**The task:** Quote word for word every line from the line with "Roadside-survey request: point out the fireworks" to the line with "(1003, 688)", including both of those lines.

* start Data *

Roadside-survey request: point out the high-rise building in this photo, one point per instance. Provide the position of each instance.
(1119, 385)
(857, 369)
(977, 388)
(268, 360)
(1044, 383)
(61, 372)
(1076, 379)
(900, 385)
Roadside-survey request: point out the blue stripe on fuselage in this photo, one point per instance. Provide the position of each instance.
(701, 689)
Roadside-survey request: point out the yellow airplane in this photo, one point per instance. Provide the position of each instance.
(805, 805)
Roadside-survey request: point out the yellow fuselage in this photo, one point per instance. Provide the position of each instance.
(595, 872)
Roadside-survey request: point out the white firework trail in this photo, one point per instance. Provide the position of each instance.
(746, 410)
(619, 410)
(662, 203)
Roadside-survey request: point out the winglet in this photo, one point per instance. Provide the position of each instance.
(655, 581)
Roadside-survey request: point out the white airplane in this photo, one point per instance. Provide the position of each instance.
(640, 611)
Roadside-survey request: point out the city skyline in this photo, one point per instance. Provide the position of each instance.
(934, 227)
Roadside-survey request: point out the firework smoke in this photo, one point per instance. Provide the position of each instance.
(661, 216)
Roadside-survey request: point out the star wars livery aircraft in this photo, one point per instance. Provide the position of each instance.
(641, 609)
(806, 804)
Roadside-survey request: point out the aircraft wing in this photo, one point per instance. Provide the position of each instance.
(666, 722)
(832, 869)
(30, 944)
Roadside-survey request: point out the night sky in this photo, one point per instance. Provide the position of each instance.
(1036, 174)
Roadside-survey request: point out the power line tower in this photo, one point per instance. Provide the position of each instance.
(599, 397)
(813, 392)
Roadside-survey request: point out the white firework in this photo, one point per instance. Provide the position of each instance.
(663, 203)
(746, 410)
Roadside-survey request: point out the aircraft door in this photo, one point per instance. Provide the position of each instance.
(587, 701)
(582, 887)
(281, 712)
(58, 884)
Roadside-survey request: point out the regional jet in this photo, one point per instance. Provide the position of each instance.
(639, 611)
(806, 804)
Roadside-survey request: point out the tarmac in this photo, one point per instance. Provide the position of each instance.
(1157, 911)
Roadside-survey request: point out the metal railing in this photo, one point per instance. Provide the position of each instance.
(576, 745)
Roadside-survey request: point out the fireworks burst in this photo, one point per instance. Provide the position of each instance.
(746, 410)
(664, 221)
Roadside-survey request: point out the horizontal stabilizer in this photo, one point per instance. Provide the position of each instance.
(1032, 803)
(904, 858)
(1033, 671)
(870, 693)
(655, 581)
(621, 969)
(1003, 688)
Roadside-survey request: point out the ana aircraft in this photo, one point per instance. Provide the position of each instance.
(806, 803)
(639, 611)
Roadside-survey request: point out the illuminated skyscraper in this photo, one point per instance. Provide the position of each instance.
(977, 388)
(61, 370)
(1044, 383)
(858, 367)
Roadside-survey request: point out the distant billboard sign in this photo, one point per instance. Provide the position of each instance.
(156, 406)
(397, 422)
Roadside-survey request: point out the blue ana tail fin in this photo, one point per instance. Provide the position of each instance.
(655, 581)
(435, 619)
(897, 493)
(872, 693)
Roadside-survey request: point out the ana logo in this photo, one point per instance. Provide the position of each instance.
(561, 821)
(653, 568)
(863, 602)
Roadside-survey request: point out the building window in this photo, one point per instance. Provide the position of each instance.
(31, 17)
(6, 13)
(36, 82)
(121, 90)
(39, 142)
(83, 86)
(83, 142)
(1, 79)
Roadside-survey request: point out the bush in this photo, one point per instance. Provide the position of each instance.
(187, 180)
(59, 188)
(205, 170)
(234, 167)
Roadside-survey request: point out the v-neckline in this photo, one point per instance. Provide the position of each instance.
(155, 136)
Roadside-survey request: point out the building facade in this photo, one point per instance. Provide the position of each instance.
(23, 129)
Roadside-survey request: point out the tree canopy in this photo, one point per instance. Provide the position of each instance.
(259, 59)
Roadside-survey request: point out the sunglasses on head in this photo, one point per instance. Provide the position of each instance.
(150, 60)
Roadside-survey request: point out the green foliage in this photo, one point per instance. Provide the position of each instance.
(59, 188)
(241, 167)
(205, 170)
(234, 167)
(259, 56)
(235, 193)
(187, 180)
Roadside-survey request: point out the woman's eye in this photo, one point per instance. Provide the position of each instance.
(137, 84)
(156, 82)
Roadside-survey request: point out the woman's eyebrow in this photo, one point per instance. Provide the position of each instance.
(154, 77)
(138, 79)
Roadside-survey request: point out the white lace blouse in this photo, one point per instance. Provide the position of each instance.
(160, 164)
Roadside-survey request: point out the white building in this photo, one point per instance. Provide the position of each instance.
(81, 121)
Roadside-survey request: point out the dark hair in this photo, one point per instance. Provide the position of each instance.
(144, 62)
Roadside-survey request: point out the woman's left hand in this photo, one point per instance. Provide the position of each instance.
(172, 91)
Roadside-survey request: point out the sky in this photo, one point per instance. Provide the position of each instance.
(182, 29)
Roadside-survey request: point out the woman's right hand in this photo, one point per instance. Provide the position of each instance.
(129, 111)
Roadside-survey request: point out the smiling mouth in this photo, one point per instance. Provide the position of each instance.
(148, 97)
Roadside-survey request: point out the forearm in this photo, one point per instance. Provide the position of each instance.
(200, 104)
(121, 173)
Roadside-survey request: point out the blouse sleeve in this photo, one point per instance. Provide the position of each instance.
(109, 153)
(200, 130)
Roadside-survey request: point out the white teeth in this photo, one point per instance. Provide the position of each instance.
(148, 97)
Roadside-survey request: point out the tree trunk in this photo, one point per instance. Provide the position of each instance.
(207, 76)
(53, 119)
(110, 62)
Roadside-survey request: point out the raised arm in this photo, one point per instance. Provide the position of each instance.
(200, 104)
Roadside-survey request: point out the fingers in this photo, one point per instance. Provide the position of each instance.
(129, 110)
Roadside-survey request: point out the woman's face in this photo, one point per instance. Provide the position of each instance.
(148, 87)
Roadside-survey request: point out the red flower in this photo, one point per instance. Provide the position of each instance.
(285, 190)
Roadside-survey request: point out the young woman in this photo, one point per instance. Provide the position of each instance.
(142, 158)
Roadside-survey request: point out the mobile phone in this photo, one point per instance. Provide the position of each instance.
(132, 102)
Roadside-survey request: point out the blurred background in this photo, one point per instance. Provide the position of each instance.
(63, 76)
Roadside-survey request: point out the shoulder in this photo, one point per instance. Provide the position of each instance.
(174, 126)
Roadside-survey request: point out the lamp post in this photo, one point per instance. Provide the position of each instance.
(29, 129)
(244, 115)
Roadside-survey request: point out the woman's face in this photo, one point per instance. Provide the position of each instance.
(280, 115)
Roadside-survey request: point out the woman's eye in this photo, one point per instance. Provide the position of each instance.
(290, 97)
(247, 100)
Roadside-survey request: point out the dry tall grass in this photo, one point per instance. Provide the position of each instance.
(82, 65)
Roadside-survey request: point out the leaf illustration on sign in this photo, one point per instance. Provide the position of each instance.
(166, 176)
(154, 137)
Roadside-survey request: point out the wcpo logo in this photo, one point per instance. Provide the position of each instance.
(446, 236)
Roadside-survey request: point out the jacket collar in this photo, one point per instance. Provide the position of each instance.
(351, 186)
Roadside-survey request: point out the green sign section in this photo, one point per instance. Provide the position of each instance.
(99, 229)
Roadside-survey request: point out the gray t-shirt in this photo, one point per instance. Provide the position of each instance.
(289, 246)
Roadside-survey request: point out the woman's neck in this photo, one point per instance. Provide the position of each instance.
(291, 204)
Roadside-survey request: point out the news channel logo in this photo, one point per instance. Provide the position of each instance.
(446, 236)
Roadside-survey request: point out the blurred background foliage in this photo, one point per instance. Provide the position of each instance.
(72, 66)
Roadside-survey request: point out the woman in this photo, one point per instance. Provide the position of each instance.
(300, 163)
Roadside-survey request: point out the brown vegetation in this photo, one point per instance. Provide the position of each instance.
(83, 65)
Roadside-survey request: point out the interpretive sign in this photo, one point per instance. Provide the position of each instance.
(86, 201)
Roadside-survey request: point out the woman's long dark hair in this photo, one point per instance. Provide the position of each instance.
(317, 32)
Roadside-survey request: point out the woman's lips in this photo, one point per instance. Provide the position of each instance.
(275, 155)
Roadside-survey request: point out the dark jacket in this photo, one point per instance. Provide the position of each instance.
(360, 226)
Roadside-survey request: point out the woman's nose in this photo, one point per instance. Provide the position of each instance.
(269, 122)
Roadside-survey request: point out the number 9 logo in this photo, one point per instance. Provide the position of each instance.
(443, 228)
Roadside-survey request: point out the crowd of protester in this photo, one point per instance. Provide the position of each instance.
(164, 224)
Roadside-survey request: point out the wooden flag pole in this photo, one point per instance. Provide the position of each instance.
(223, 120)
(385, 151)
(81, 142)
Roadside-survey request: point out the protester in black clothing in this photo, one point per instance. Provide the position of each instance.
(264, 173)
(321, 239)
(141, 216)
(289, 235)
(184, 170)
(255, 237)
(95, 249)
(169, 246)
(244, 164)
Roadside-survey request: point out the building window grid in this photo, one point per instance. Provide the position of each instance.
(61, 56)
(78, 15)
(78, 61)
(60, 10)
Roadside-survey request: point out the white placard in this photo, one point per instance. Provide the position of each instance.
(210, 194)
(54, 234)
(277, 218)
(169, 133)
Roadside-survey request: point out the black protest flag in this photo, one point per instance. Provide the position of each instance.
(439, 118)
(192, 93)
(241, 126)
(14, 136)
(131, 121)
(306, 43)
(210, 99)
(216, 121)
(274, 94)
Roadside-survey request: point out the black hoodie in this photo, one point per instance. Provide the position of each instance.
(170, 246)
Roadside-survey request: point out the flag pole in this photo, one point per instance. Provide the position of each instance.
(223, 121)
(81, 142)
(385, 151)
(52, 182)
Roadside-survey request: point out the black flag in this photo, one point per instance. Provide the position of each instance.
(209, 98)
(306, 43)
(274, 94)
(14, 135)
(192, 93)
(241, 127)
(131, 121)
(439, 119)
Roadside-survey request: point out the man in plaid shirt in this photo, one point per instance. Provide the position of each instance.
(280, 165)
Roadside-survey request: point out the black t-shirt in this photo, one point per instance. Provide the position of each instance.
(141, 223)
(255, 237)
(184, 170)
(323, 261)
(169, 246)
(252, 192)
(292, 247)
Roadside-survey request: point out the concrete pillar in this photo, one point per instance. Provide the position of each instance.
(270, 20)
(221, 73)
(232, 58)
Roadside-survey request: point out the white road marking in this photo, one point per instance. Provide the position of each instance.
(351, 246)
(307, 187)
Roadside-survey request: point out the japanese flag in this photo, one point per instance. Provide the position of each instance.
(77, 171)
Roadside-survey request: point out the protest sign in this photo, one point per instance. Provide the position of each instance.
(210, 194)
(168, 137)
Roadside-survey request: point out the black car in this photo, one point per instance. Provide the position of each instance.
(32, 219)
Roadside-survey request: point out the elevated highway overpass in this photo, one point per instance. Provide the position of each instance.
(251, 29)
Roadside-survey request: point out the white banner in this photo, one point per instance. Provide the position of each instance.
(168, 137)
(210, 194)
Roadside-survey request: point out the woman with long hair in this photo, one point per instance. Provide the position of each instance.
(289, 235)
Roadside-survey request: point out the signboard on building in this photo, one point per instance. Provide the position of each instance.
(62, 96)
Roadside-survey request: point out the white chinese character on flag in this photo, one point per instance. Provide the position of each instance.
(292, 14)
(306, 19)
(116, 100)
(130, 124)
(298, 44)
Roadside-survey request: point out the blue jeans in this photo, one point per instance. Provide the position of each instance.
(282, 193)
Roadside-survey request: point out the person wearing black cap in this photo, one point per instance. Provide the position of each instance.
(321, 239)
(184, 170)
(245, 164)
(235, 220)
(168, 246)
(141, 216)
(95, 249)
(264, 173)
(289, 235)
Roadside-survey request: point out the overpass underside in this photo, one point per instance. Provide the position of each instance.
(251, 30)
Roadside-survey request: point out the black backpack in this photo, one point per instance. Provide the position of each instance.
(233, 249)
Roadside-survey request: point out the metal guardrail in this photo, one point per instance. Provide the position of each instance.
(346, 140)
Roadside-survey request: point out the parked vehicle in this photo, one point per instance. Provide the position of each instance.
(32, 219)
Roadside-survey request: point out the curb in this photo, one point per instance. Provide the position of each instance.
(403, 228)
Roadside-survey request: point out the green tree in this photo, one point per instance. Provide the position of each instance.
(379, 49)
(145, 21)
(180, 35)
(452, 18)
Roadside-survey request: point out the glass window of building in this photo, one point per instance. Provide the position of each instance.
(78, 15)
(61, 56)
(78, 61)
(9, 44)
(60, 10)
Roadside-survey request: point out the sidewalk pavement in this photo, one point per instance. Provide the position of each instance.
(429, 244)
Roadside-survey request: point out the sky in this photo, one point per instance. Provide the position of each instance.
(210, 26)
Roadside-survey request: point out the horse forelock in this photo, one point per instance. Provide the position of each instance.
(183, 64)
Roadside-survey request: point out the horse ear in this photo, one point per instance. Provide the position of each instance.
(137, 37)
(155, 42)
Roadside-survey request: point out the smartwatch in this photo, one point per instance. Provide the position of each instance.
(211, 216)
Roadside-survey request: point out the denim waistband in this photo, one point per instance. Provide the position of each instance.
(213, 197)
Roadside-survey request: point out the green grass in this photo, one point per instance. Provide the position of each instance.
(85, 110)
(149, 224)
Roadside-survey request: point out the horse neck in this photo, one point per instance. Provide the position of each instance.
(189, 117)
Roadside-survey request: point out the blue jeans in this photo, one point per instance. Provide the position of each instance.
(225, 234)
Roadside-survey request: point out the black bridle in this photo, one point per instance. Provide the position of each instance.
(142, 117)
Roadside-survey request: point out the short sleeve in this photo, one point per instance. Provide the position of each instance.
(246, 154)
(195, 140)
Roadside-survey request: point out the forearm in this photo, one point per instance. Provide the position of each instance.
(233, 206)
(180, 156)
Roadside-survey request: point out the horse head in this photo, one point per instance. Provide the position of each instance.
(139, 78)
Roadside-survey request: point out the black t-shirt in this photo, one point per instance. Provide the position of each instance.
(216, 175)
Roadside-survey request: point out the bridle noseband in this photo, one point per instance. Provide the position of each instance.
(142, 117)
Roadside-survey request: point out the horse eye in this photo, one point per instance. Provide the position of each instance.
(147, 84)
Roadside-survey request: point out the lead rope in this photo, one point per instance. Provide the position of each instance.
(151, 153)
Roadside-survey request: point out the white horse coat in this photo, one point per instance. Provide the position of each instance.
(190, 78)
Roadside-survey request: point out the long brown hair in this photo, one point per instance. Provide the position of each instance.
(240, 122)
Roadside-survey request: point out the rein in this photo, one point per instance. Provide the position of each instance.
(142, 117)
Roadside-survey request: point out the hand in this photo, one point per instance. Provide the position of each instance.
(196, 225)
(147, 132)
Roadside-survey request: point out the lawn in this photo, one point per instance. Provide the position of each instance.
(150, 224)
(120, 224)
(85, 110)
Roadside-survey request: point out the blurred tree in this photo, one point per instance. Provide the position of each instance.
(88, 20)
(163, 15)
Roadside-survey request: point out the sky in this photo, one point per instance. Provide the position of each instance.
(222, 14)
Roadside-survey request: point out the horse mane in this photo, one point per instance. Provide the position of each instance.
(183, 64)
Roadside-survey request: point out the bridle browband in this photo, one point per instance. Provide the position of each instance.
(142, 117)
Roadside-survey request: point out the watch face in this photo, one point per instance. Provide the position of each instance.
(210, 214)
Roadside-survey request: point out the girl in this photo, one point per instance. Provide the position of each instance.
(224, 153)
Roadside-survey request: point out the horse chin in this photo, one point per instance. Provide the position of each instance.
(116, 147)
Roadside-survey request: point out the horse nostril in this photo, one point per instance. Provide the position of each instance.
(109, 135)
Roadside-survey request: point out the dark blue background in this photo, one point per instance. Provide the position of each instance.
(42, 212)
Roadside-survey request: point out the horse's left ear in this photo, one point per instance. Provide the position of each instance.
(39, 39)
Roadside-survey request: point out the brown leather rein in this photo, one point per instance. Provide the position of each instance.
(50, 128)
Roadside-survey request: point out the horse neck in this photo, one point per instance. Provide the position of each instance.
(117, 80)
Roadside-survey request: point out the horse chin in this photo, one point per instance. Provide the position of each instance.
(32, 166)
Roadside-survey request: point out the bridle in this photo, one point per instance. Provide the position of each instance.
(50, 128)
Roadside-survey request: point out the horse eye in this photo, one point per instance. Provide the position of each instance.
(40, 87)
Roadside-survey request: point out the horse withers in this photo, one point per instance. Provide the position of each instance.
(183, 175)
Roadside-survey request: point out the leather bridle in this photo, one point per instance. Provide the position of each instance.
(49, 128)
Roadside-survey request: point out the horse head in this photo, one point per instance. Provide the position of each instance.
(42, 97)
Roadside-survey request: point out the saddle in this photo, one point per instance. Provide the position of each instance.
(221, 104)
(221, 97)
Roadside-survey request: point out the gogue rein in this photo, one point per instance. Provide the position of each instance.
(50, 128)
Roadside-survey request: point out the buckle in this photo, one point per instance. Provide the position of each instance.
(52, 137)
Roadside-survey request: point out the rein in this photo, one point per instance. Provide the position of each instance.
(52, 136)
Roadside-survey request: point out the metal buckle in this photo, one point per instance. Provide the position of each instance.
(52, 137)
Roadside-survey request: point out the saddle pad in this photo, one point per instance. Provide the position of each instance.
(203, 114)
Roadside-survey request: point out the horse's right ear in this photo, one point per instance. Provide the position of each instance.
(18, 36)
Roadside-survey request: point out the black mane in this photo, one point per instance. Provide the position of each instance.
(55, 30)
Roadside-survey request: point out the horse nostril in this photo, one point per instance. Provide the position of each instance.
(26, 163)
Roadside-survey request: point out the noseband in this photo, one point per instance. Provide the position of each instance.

* end Data *

**Output below:**
Roadside-survey request: point out the fireworks burst in this photo, one point per instance. Provide the position of each instance.
(746, 410)
(664, 221)
Roadside-survey request: point out the horizontal stabilizer in this photo, one point per instance. Provide the position of each instance.
(1032, 803)
(904, 858)
(1033, 671)
(870, 693)
(655, 581)
(621, 969)
(1003, 688)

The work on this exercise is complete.